● Selected text:
---------------

Buenos Aires,
September 11, 2024 – IRSA Inversiones y Representaciones S.A.
(NYSE:IRS;BYMA:IRSA),
reported that its board of directors has resolved
to (i)
to approve the corporate reorganization process through the merger
by absorption with CENTRO DE ENTRETENIMIENTOS LA PLATA S.A (CELAP),
where IRSA will be the absorbing company and CELAP will be the
absorbed company, by signing the respective Preliminary Merger
Agreement, and (ii)
call a
General Ordinary and Extraordinary Shareholders’ Meeting to
be held virtually on October 28, 2024, at 12:00 p.m. at first call,
and at 01:00 p.m. at second call, from the corporate premises
located at Carlos María Della Paolera 261, 9th Floor, City of
Buenos Aires, according to the following agenda:
1.
APPOINTMENT OF TWO
SHAREHOLDERS TO SIGN THE MEETING’S MINUTES.
2.
CONSIDERATION OF
DOCUMENTS CONTEMPLATED IN SECTION 234, PARAGRAPH 1, OF LAW NO.
19,550 FOR THE FISCAL YEAR ENDED JUNE 30,
2024.
3.
CONSIDERATION OF
THE FINANCIAL RESULT FOR THE FISCAL YEAR ENDED JUNE 30, 2024,
AMOUNTING A LOSS OF $ 18,376,813,259.44 (EIGHTEEN BILLION THREE
HUNDRED SEVENTY-SIX MILLION EIGHT HUNDRED THIRTEEN THOUSAND TWO
HUNDRED FIFTY-NINE PESOS WITH 44/100 CENTS). CONSIDERATION OF THE
APPLICATION OF VOLUNTARY RESERVES TO ABSORB ACCUMULATED NEGATIVE
RESULTS. CONSIDERATION OF THE DISTRIBUTION OF DIVIDENDS PAYABLE IN
CASH AND/OR IN KIND FOR UP TO $ 90,000,000,000 (NINETY BILLION
PESOS) WITH VOLUNTARY RESERVES. DELEGATION TO THE BOARD OF
DIRECTORS OF THE COMPANY TO DETERMINE THE PROPORTION OF DIVIDENDS
TO BE PAID IN CASH AND/OR IN KIND.
4.
CONSIDERATION OF
THE ALLOCATION OF THE REMAINING VOLUNTARY RESERVES TO SPECIFIC
PURPOSES (FUTURE DIVIDENDS, SHARE BUYBACKS, AND/OR PROJECTS RELATED
TO THE COMPANY’S BUSINESS PLAN) AND DELEGATION OF THEIR
APPLICATION AND DISPOSITION TO THE COMPANY’S BOARD OF
DIRECTORS.
5.
CONSIDERATION OF
BOARD OF DIRECTORS’ PERFORMANCE FOR THE FISCAL YEAR ENDED
JUNE 30, 2024.
6.

---------------

● Material shown:
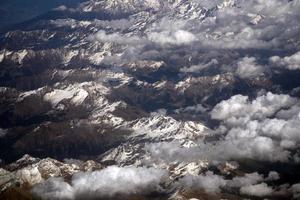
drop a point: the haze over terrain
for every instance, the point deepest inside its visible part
(153, 99)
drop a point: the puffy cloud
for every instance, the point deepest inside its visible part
(288, 62)
(259, 190)
(248, 68)
(273, 176)
(108, 182)
(239, 107)
(178, 37)
(209, 182)
(249, 129)
(246, 180)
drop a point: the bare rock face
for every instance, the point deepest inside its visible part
(153, 99)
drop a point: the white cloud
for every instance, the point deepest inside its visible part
(108, 182)
(209, 182)
(288, 62)
(199, 67)
(248, 68)
(259, 190)
(178, 37)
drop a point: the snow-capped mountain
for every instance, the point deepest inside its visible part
(154, 99)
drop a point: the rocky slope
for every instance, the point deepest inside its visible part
(176, 99)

---------------

● Set problem A:
According to the IRSA notice, on what date will the shareholders' meeting be held virtually?
● Set problem B:
Resume the IRSA notice from the point where it stops.
The records have no connection to the IRSA notice.

● Written reply A:
October 28, 2024.

● Written reply B:
CONSIDERATION OF
SUPERVISORY COMMITTEE’S PERFORMANCE FOR THE FISCAL YEAR ENDED
JUNE 30, 2024.
7.
CONSIDERATION OF
COMPENSATION PAYABLE TO THE BOARD OF DIRECTORS
($ 13,323,000,000 (THIRTEEN BILLION THREE HUNDRED TWENTY-THREE
MILLION PESOS), ALLOCATED SUM) FOR THE FISCAL YEAR ENDED JUNE 30,
2024, WHICH RECORDED A COMPUTABLE TAX CREDIT IN ACCORDANCE WITH THE
REGULATIONS OF THE ARGENTINE SECURITIES
COMMISSION.
8.
CONSIDERATION OF
COMPENSATION PAYABLE TO THE SUPERVISORY COMMITTEE FOR
$ 16,876,719 (SIXTEEN MILLION EIGHT HUNDRED SEVENTY-SIX
THOUSAND SEVEN HUNDRED NINETEEN PESOS, ALLOCATED SUM) FOR THE
FISCAL YEAR ENDED JUNE 30, 2024.
9.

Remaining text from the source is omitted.